> _Stated task 1_
In the thread about Vulkan Stable Diffusion operators, what does the last post say the author will do about the bug fixes?
> _Stated task 2_
Pick up the thread about Vulkan Stable Diffusion operators after its final post and write the next reply.

> _Document extract_
········

Vulkan Stable Diffusion Operators
I implemented the Operators necessary for stable-diffusion.cpp to run using Vulkan. The corresponding PR is https://github.com/leejet/stable-diffusion.cpp/pull/291
Image generation works now, but I want add some minor stuff for LORA/TAESD (https://github.com/leejet/stable-diffusion.cpp/pull/291#issuecomment-2256572656), run further tests to make sure everything works, and maybe do some performance checks and optimizations before setting this to ready.
@ggerganov I fixed two bugs while implementing this (https://github.com/ggerganov/ggml/pull/904/commits/fd01e5d07f1c5e0d022aa239467d23a61c7cff45 and https://github.com/ggerganov/ggml/pull/904/commits/ecc1f514bd795e6acaea13bfce85078afdc2e112), can I just cherry-pick those into a llama.cpp PR or would that cause issues with the repo synchronization?
Edit: Also https://github.com/ggerganov/ggml/pull/904/commits/577b13257250af931dac307af0924c810c202953
It's easier to merge in one repo and sync to others. But if it's high priority you can cherry pick in llama.cpp and Ill resolve later
It's easier to merge in one repo and sync to others. But if it's high priority you can cherry pick in llama.cpp and Ill resolve later
It doesn't seem to cause any significant issue on llama.cpp, so I'll wait for a sync unless someone opens an issue that would be fixed by this.

········

> _Information supplied_
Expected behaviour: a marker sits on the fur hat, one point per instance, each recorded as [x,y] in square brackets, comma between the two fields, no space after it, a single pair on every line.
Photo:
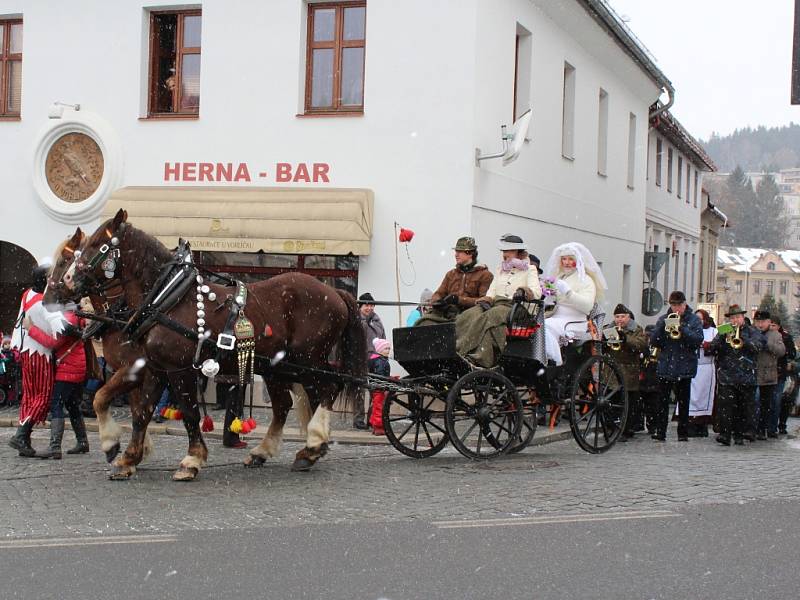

········

> _Written response 1_
The author will wait for a sync unless someone opens an issue that the fixes would resolve.

> _Written response 2_
Btw, does this fix the following tests:
https://github.com/ggerganov/llama.cpp/pull/8613#issuecomment-2241766951
Btw, does this fix the following tests:
It should, yes. When refactoring the shader code into files I set a preprocessor value incorrectly, which caused matmuls to fail when k is not divisible by 8.
I think I caught all of the major issues now, stable-diffusion.cpp works with Vulkan with these changes on AMD and Nvidia.
It doesn't look ready yet, the latest commit crashes every time for me with settings that worked before:
ggml_extend.hpp:939 - clip compute buffer size: 1.40 MB(VRAM)
D:\a\stable-diffusion.cpp\stable-diffusion.cpp\ggml\src\ggml-vulkan.cpp:3073: GGML_ASSERT(d_X->size >= x_sz * ne02 * ne03) failed
It doesn't look ready yet, the latest commit crashes every time for me with settings that worked before:
ggml_extend.hpp:939 - clip compute buffer size: 1.40 MB(VRAM) D:\a\stable-diffusion.cpp\stable-diffusion.cpp\ggml\src\ggml-vulkan.cpp:3073: GGML_ASSERT(d_X->size >= x_sz * ne02 * ne03) failed
Please always add what model you are running and what command you called it with.
My bad. Didn't have time to test thoroughly at the time.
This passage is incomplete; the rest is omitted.